## Selected passage
______________________________

Purpose	tFileInputJSON extracts JSON data from a file according to the JSONPath query, then transferring the data to a file, a database table, etc.
Basic settings	Property type	Either Built-in or Repository. Since version 5.6, both the Built-In mode and the Repository mode are available in any of the Talend solutions.
		Built-in: No property data stored centrally.
		Repository: Select the repository file where the properties are stored. The fields that follow are completed automatically using the data retrieved.
	Schema and Edit Schema	A schema is a row description. It defines the number of fields to be processed and passed on to the next component. The schema is either Built-in or stored remotely in the Repository. Since version 5.6, both the Built-In mode and the Repository mode are available in any of the Talend solutions. Click Edit schema to make changes to the schema. If the current schema is of the Repository type, three options are available: View schema: choose this option to view the schema only. Change to built-in property: choose this option to change the schema to Built-in for local changes. Update repository connection: choose this option to change the schema stored in the repository and decide whether to propagate the changes to all the Jobs upon completion. If you just want to propagate the changes to the current Job, you can select No upon completion and choose this schema metadata again in the [Repository Content] window.
		Built-in: The schema will be created and stored locally for this component only. Related topic: see Talend Studio User Guide.
		Repository: The schema already exists and is stored in the Repository, hence can be reused in various projects and Job flowcharts. Related topic: see Talend Studio User Guide.
	Read By XPath	This check box is selected by default. It allows you to show the Loop JSONPath query field and the Get nodes check box in the Mapping table.
	Use URL	Select this check box to retrieve data directly from the Web. URL: type in the URL path from which you will retrieve data.
	Filename	This field is not available if you select the Use URL check box. Click the […] button next to the field to browse to the file from which you will retrieve data or enter the full path to the file directly.
	Loop JSONPath query	JSONPath query to specify the loop node of the JSON data. Available when Read by XPath is selected.
	Mapping	Column: shows the schema defined in the Schema editor. JSONPath Query: specifies the JSON node that holds the desired data. For details about JSONPath expressions, go to http://goessner.net/articles/JsonPath/. Get nodes: available when Read by XPath is selected. Select this check box to extract the JSON data of all the nodes specified in the XPath query list or select the check box next to a specific node to extract its JSON data only.
	Die on error	Select this check box to stop the execution of the Job when an error occurs. Clear the check box to skip the row on error and complete the process for error-free rows. If needed, you can collect the rows on error using a Row > Reject link.
Advanced settings	Advanced separator (for numbers)	Select this check box to modify the separators used for numbers: Thousands separator: define separators for thousands. Decimal separator: define separators for decimals.
	Validate date	Select this check box to check the date format strictly against the input schema. This check box is available only if the Read By XPath check box is selected.
	Encoding	Select the encoding type from the list or select Custom and define it manually. This field is compulsory for DB data handling.

______________________________

## Record set

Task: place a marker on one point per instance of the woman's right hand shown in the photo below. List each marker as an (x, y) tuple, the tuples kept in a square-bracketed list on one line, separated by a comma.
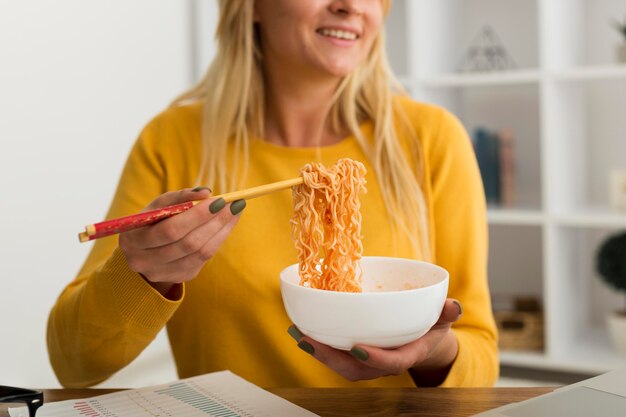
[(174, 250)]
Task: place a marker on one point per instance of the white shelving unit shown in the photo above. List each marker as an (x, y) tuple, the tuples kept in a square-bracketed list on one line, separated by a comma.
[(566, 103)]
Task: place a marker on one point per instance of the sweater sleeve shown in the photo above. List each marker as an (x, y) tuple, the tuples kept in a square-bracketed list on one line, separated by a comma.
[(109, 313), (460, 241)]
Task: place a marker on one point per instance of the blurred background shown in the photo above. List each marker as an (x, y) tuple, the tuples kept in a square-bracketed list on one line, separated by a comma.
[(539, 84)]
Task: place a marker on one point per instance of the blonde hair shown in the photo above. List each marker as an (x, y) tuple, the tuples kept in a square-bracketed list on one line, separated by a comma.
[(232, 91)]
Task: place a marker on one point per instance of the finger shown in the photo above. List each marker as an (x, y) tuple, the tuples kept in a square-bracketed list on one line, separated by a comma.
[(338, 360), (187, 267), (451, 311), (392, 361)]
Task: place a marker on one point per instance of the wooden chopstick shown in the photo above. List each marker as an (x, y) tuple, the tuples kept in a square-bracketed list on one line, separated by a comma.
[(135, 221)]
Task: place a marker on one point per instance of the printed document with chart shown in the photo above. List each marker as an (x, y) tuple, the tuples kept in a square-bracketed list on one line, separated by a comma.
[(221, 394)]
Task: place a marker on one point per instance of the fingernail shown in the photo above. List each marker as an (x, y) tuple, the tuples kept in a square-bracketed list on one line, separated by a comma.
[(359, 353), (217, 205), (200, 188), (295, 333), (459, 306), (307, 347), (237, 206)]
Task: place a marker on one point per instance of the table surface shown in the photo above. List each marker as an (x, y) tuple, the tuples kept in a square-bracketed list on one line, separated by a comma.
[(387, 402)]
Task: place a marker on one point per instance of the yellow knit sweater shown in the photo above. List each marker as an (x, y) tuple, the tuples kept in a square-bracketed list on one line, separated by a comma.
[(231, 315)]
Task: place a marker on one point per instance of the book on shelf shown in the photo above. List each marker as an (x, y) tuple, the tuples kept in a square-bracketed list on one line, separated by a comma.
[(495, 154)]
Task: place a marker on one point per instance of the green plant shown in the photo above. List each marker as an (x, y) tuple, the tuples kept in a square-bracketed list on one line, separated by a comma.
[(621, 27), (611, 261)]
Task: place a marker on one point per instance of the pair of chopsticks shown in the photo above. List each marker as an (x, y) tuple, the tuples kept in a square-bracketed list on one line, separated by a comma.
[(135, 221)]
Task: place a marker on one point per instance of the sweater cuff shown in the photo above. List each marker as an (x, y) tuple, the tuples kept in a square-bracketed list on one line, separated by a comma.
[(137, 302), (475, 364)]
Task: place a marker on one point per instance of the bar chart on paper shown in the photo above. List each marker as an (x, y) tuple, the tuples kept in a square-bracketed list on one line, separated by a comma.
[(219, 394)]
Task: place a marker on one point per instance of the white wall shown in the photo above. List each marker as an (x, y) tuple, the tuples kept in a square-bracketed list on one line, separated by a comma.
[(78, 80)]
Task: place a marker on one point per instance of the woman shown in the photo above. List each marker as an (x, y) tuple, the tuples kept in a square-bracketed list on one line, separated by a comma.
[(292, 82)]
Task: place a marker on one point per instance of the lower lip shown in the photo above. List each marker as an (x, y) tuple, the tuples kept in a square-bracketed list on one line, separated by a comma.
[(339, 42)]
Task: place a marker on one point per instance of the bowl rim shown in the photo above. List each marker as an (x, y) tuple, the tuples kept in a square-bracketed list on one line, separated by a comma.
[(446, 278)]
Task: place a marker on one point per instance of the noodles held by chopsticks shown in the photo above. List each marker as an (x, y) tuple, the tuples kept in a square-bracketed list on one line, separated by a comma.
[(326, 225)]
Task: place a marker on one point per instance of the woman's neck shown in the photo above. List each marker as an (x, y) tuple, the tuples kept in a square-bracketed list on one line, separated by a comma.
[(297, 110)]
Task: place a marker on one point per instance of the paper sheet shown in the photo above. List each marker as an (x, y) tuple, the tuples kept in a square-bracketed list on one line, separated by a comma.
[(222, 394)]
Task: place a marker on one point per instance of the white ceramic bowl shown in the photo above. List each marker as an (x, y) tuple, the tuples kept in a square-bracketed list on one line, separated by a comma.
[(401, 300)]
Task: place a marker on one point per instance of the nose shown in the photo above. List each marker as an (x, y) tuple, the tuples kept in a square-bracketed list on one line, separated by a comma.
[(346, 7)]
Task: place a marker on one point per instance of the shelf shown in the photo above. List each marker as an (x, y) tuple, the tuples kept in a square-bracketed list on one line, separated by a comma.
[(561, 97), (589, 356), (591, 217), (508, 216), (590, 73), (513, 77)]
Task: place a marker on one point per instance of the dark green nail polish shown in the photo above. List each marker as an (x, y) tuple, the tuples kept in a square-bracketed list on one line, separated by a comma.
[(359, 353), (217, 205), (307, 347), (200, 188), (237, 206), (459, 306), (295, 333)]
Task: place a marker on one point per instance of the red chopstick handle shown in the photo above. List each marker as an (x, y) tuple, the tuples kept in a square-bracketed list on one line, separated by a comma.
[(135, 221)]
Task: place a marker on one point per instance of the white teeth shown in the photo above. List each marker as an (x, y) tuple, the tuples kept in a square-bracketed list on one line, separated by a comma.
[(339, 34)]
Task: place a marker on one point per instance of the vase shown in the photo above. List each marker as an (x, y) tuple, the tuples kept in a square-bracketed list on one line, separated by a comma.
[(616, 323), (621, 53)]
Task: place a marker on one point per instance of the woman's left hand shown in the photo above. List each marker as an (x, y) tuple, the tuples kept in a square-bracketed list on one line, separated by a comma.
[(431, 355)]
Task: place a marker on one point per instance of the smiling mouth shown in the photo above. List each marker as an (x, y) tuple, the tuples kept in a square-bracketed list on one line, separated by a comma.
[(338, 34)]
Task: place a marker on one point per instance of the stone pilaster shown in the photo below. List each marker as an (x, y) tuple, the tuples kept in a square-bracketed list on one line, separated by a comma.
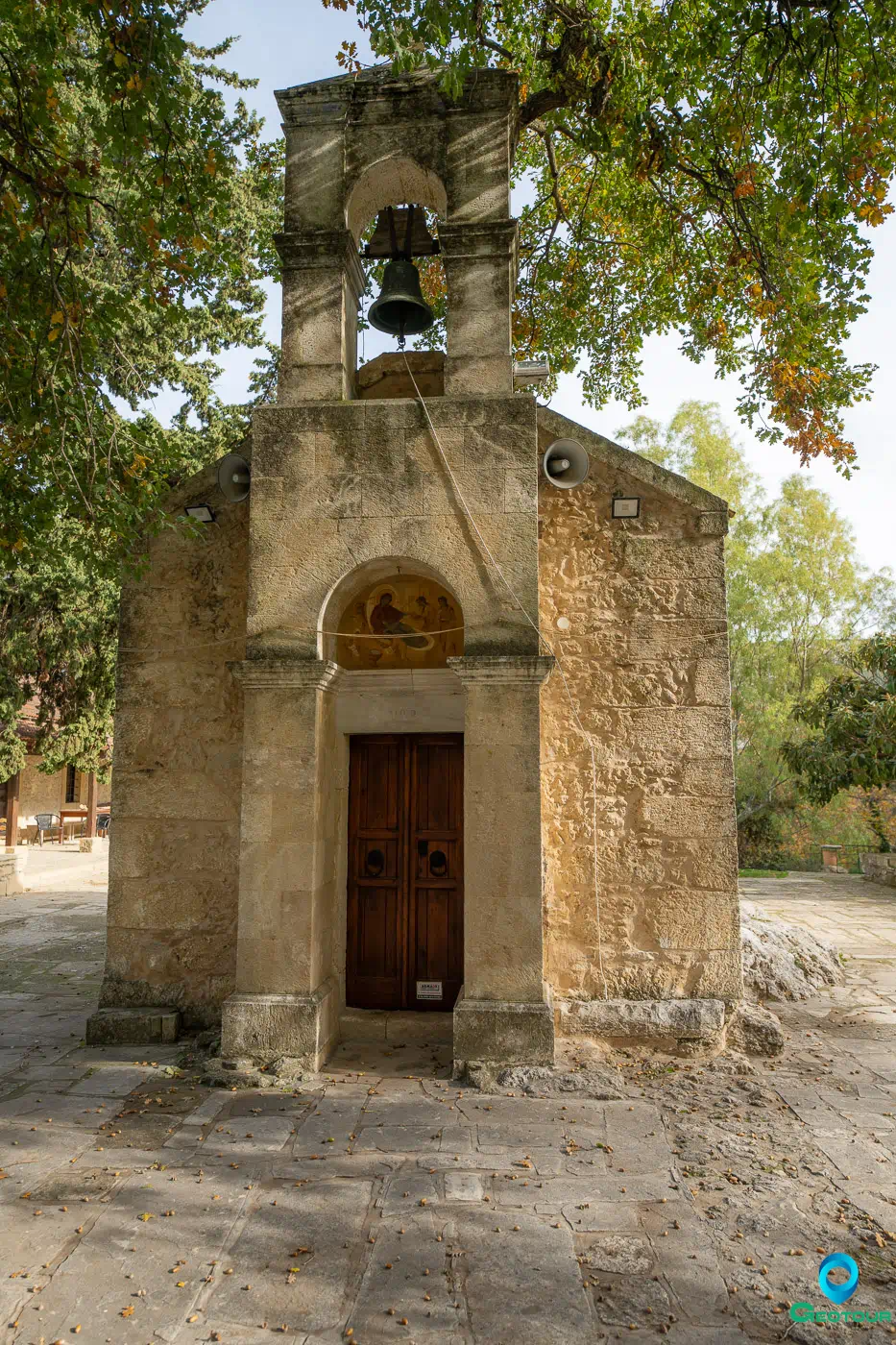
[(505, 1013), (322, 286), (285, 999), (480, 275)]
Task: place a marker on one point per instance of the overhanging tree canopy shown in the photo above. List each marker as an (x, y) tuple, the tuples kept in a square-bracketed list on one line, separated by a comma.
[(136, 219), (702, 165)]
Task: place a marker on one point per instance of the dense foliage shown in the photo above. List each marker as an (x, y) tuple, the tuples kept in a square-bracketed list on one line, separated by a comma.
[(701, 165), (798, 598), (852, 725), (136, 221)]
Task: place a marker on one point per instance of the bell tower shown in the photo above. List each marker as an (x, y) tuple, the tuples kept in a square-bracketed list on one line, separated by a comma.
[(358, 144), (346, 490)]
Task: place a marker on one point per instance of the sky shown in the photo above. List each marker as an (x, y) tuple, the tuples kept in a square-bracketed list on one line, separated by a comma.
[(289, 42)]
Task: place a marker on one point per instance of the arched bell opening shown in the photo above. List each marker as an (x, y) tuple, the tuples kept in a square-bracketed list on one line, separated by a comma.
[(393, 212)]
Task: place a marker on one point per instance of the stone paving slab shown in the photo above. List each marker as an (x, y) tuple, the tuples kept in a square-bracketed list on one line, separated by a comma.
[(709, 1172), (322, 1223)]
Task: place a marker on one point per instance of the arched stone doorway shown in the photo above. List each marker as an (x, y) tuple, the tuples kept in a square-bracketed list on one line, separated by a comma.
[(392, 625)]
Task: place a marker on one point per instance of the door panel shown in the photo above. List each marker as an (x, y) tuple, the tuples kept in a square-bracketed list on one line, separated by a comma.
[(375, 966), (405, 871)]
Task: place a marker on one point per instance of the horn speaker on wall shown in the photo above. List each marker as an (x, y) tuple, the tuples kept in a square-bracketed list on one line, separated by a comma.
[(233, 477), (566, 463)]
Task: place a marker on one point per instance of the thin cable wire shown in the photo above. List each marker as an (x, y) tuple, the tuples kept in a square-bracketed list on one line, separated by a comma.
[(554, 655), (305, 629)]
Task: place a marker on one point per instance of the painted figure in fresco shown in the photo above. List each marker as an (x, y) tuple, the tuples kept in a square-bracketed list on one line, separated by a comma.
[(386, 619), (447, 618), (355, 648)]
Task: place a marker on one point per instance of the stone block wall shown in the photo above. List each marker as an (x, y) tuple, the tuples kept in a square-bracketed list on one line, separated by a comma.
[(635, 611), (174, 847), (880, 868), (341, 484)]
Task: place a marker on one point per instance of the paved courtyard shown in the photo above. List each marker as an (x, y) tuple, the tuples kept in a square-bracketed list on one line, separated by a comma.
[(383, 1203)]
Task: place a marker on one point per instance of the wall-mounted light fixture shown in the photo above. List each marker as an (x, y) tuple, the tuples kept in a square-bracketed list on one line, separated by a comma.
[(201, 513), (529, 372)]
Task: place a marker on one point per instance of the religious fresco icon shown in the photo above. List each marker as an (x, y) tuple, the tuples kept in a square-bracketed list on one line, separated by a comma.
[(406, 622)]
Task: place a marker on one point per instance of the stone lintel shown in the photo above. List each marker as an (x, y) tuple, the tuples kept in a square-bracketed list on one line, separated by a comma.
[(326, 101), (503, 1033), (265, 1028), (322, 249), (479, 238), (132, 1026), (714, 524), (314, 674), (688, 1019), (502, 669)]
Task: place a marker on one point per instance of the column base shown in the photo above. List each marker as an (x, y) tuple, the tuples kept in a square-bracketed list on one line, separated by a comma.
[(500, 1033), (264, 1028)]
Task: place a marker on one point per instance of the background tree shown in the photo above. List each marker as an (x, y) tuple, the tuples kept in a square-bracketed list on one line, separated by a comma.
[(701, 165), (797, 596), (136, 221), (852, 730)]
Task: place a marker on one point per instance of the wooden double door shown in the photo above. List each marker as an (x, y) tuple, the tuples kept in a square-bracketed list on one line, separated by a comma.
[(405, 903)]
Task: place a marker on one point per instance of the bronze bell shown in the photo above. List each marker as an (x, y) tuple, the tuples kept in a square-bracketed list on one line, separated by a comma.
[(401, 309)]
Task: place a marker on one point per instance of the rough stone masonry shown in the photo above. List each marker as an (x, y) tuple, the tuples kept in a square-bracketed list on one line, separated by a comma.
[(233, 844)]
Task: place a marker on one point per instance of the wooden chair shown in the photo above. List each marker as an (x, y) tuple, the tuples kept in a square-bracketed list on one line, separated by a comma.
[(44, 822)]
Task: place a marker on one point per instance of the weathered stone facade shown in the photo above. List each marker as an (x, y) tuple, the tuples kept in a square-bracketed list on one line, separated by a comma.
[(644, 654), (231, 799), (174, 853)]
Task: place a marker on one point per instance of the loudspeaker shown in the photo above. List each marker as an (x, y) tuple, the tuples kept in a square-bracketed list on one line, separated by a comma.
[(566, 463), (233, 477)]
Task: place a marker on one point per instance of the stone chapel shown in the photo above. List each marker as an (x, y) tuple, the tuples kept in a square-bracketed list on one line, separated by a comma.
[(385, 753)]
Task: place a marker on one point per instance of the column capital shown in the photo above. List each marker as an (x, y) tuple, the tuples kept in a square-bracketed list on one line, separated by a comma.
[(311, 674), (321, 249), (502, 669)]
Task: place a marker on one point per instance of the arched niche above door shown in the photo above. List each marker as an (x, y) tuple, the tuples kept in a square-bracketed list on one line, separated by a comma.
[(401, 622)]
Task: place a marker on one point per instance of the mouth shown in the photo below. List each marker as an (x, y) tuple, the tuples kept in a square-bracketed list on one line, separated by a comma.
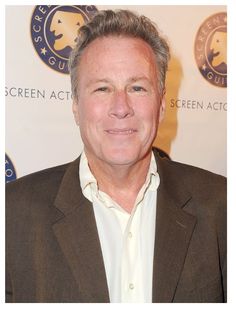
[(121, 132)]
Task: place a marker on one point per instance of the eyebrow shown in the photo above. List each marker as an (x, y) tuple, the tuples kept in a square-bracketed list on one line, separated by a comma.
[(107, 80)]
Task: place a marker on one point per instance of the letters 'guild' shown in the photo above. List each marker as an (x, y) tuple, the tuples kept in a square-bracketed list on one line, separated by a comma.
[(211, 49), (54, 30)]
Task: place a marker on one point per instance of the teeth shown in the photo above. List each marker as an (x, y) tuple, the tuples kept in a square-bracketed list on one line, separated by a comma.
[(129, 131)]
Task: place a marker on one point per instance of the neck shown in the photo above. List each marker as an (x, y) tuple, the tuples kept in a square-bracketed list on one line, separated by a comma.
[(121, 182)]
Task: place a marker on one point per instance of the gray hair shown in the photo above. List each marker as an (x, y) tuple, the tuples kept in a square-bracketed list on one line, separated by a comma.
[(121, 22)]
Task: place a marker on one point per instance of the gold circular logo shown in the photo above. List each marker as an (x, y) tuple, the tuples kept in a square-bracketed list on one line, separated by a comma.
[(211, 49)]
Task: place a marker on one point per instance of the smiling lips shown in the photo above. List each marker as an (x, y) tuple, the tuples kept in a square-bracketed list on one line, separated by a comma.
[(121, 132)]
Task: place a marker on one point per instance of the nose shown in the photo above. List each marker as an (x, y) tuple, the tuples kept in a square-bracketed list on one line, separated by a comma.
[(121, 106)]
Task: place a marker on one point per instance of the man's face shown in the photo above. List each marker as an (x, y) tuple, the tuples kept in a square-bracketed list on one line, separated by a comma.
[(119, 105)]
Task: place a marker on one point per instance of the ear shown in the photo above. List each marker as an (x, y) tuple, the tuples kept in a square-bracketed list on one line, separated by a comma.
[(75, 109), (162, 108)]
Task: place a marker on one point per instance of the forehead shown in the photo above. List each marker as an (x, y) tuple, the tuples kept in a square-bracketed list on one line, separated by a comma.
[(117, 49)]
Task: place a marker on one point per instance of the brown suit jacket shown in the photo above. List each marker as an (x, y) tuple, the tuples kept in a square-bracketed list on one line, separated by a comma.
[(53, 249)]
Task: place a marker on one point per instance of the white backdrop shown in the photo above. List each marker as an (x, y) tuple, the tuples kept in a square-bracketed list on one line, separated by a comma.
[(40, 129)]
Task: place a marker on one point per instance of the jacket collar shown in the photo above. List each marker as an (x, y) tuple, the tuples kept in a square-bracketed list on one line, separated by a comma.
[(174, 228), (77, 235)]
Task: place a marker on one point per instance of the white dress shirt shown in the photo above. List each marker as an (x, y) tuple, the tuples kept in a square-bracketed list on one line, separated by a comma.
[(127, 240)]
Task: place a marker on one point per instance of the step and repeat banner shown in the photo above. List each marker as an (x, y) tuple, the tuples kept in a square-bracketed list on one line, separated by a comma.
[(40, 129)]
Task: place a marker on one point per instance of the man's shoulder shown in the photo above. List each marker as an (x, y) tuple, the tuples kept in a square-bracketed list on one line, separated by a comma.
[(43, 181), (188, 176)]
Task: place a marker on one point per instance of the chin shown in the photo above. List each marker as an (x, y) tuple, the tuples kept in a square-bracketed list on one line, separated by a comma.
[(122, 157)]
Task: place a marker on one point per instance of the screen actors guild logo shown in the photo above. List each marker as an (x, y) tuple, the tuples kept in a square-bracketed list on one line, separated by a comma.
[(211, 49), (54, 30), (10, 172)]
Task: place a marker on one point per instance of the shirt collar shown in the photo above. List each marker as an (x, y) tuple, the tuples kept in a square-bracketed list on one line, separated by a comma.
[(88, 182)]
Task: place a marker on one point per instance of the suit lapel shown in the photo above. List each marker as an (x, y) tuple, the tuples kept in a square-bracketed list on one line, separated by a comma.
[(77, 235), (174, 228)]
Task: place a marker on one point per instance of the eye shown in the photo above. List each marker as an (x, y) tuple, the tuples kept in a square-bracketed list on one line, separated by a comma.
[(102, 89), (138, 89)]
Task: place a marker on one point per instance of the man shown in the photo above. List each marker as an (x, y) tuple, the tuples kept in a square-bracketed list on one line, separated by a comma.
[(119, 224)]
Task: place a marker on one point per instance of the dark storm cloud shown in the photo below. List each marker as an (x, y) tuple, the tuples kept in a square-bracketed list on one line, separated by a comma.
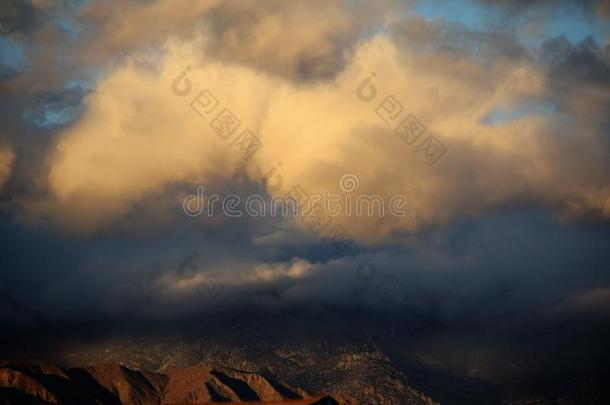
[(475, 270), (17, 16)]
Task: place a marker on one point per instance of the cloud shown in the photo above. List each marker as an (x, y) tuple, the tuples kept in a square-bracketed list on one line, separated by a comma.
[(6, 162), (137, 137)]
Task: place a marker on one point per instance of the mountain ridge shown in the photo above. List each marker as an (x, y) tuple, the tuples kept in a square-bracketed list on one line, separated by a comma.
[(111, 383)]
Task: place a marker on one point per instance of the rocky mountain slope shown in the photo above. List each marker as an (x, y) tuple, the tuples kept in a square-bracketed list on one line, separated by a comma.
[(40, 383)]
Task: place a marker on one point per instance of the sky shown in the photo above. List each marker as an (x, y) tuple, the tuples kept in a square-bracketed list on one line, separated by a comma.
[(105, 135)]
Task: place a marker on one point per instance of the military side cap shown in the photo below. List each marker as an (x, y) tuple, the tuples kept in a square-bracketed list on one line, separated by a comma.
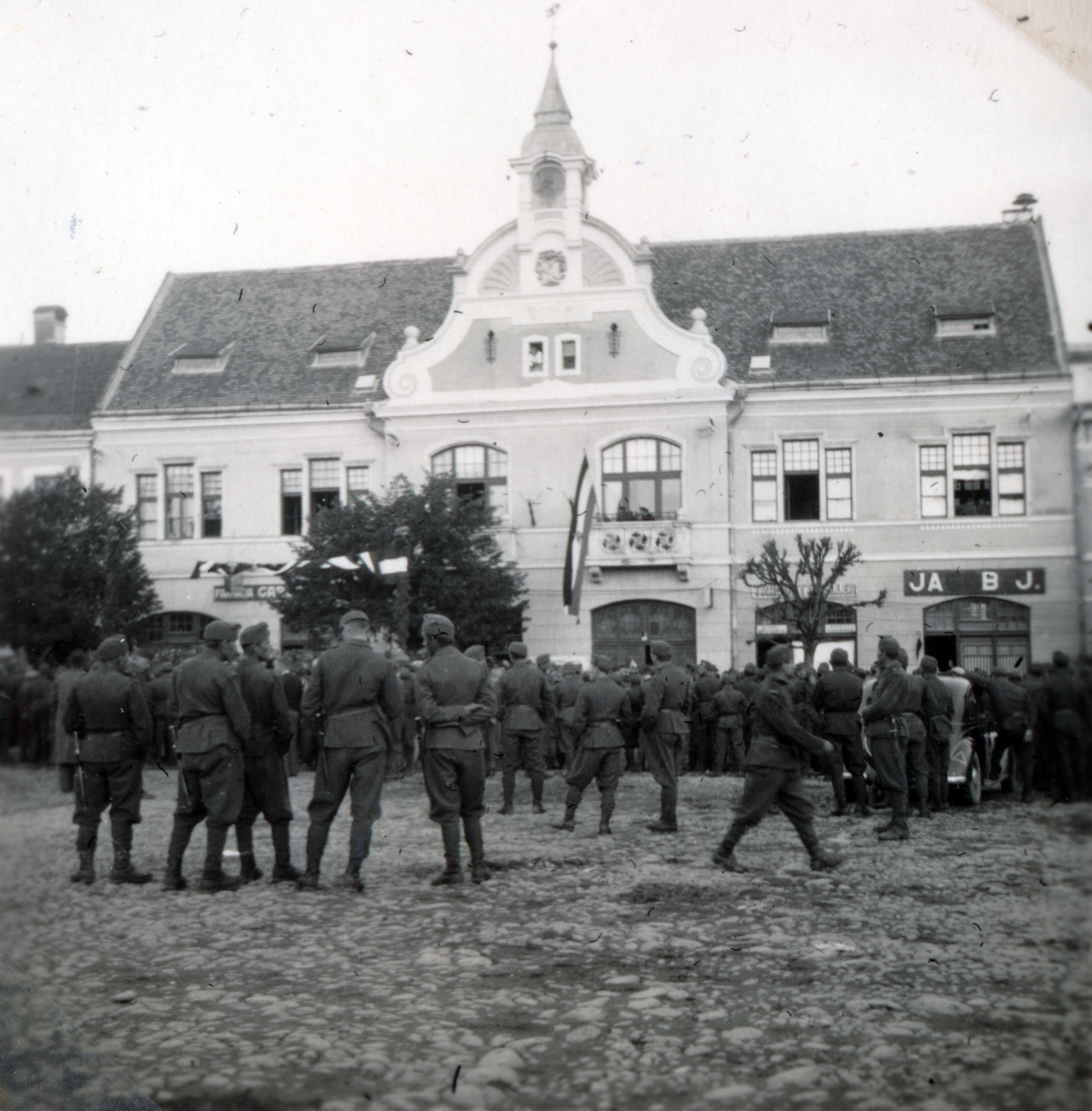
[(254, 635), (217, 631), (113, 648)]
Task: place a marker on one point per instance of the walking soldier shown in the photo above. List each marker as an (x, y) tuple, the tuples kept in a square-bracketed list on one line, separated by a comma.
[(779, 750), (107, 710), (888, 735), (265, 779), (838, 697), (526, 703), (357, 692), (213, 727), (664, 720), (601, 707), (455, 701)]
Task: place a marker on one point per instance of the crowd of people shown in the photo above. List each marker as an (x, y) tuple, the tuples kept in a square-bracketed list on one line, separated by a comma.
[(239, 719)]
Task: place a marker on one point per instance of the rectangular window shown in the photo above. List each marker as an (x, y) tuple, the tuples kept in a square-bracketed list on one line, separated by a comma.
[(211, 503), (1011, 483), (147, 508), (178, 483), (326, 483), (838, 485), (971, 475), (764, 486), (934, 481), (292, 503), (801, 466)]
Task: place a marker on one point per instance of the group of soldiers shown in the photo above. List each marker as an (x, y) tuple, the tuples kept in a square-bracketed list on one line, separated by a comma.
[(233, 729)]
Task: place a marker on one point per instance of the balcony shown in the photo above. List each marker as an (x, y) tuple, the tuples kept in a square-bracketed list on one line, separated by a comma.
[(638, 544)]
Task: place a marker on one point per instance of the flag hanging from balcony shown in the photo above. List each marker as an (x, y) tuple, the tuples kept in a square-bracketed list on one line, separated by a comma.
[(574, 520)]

______________________________

## What is required
Pick up the tFileInputJSON settings text after its last sentence and continue it. The data is separate from the tFileInputJSON settings text.

## Result
	tStatCatcher Statistics	Select this check box to gather the Job processing metadata at a Job level as well as at each component level.
Global Variables	NB_LINE: the number of rows processed. This is an After variable and it returns an integer. ERROR_MESSAGE: the error message generated by the component when an error occurs. This is an After variable and it returns a string. This variable functions only if the Die on error check box is cleared, if the component has this check box. A Flow variable functions during the execution of a component while an After variable functions after the execution of the component. To fill up a field or expression with a variable, press Ctrl + Space to access the variable list and choose the variable to use from it. For further information about variables, see Talend Studio User Guide.
Usage	This component is a start component of a Job and always needs an output link.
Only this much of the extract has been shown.